** Excerpted text follows **

And it's been an immensely productive half year. Excellent job. I look forward to more!

Diogenes said...

Interesting to see North Africans kind of lining up with Finns at dimension 3. And Indians still lining into another direction.

Cuah123 said...

"(e.g., a "white Mexican" may be closer to an Englishman than to a very Amerindian-admixed Mexican"

Thank you, I feel vindicated. My theory is that the majority of colonist "Spainards" were actually descendants of Northern Germans or Englishmen who were Normans/Crusaders. Perhaps entering through Lisbon Portugual, then to the center of Spain. 200 years later they leave for Mexico. Many families only married into known families (even regardless of poverty level) as long as they had a pedigree. This is really apparent in the Highlands of Jalisco.

Phoenix33 said...

I agree -- excellent work.

Average Joe said...

Well done! Nice to see how Dodecad is growing into a real powerhouse of genetic information. Keep up the excellent work!

Dienekes said...

Interesting to see North Africans kind of lining up with Finns at dimension 3. And Indians still lining into another direction.

Not sure what you mean by still as the first dimension is always plotted against the others in these plots.

As for North Africans "lining up with Finns", that is quite intriguing given the unexpected mtDNA link between berbers and saami

http://www.ncbi.nlm.nih.gov/pmc/articles/PMC1199377/

organistrum said...

Cuah123: "My theory is that the majority of colonist "Spainards" were actually descendants of Northern Germans or Englishmen who were Normans/Crusaders."
Did you notice how close Spaniards and British cluster in every dimension? No need for very personal hypothesis to explain why "a white Mexican may be closer to an Englishman than to a very Amerindian-admixed Mexican".

sykes.1 said...

I'm rather surprised that the Ashkenazi Jews separate out that strongly. I had thought that there was a large European component to their ancestry.

Dienekes said...

I'm rather surprised that the Ashkenazi Jews separate out that strongly. I had thought that there was a large European component to their ancestry.

The two propositions are not incompatible.

pconroy said...

Dienekes,

Yes, North Africans and Finns lining up together is absolutely fascinating, as it open the possibility that both populations represent the relics of Pre-Neolithic Europe better than any other Caucasian populations - as in all other Europeans are essentially intrusive, at least parentally.

It also brings up such questions, as did R1b enter Europe, via North Africa, as some such as Anatole Kloysev have suggested. He also suggests that R1b carrying men were originally what he calls "Turkic"

** End of Excerpted text **
** Material provided follows **

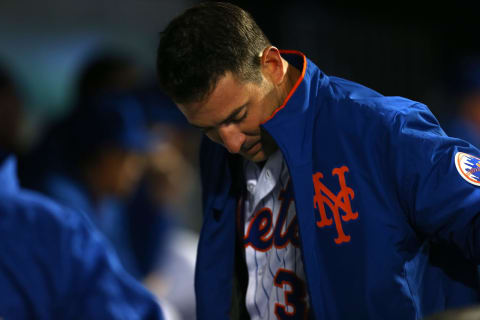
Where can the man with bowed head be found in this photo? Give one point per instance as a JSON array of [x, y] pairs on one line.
[[54, 264], [322, 198]]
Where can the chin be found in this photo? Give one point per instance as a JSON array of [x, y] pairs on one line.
[[258, 157]]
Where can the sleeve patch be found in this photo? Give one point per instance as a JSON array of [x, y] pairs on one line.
[[468, 167]]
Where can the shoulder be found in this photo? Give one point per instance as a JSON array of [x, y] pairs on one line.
[[27, 211]]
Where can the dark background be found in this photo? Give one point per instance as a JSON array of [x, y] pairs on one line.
[[397, 48]]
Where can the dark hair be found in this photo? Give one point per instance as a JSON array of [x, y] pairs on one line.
[[203, 44]]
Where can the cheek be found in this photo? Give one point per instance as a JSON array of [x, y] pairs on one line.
[[214, 137]]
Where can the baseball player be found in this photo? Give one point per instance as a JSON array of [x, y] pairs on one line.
[[322, 198], [53, 263]]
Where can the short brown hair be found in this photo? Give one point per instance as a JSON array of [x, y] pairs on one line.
[[203, 44]]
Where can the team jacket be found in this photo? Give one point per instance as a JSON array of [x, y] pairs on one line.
[[387, 205], [55, 265]]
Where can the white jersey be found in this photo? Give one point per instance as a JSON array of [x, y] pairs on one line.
[[276, 279]]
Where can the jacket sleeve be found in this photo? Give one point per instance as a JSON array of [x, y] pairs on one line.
[[441, 204], [103, 289]]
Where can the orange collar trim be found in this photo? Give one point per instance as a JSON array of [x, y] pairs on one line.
[[294, 88]]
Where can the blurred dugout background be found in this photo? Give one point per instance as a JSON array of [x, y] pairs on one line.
[[403, 48]]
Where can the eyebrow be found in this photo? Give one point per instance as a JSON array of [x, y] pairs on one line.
[[230, 118]]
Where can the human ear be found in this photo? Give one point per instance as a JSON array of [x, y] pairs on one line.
[[272, 65]]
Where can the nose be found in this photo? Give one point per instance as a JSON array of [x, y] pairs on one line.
[[232, 138]]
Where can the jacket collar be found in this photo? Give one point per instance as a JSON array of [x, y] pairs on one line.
[[291, 124]]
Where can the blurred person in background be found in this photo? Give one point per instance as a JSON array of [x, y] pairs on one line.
[[108, 158], [54, 264], [170, 186], [466, 90]]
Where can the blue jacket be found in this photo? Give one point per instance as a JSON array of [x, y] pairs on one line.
[[389, 227], [55, 265]]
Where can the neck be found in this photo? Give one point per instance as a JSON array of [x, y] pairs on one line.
[[291, 76]]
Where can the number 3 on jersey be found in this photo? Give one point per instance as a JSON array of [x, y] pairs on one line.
[[294, 296]]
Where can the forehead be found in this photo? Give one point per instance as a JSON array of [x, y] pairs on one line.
[[228, 94]]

** End of Material provided **

## Problems to solve
(a) In the comment thread on the genetic plots, what does Dienekes say makes North Africans lining up with Finns intriguing?
(b) Continue the comment thread on the genetic plots from its final sentence.

## Solved problems
(a) The unexpected mtDNA link between Berbers and Saami.

(b)
http://s155239215.onlinehome.us/turkic/60_Genetics/Klyosov2010DNK-GenealogyEn.htm

ssas said...

I wonder how some Balkanians cluster or are very close on the graphic with the Sacndinavians.
Goth ancetry was always ignored on the Balkans, while insisting on autochthonous, Slavic or even Asian Steppe origin.

Creative said...

Maybe I am wrong, but the overlapping of Assyrians and Armenians kind of actuates my opinion on Assyrians that they must be seen as a pre-Islamic Church than a "race". Kind makes me wonder how many Assyrians are just actually Armenian converts or represent ancient pre-Semitic layers in the region.

agit123 said...

@Creative
exactly my point. Most of the Neo Assyrians are actually Armenians. Otherwise they should have been genetically closer to Levant than Armenia.

Ar-Man said...

Creative & agit123...
They are simply semitic-speaking Armenians, and that goes back a long time ago, during the time of conversion of Armenia to Christianity. Christian Armenians were reading in Aramaic. But many Armenians actually could not understand the language at all and that was the time that Mesrop Mashtots created an alphabet in early Fifth century based on an older alphabet. So, yes basically the people that today are known under the name of Assyrians speak a neo-Aramaic language which is a completely different branch from the ancient Assyrian which was another branch of the more ancient Semitic Akkadian language. A good example of a distance of the two, can be a comparison of say Indo-European Irish and Sanskrit for instance. So the people that we know under the name of Assyrians are those who continued to speak in the Aramaic language and even today many have a great deal of recent Armenian genetic admixture.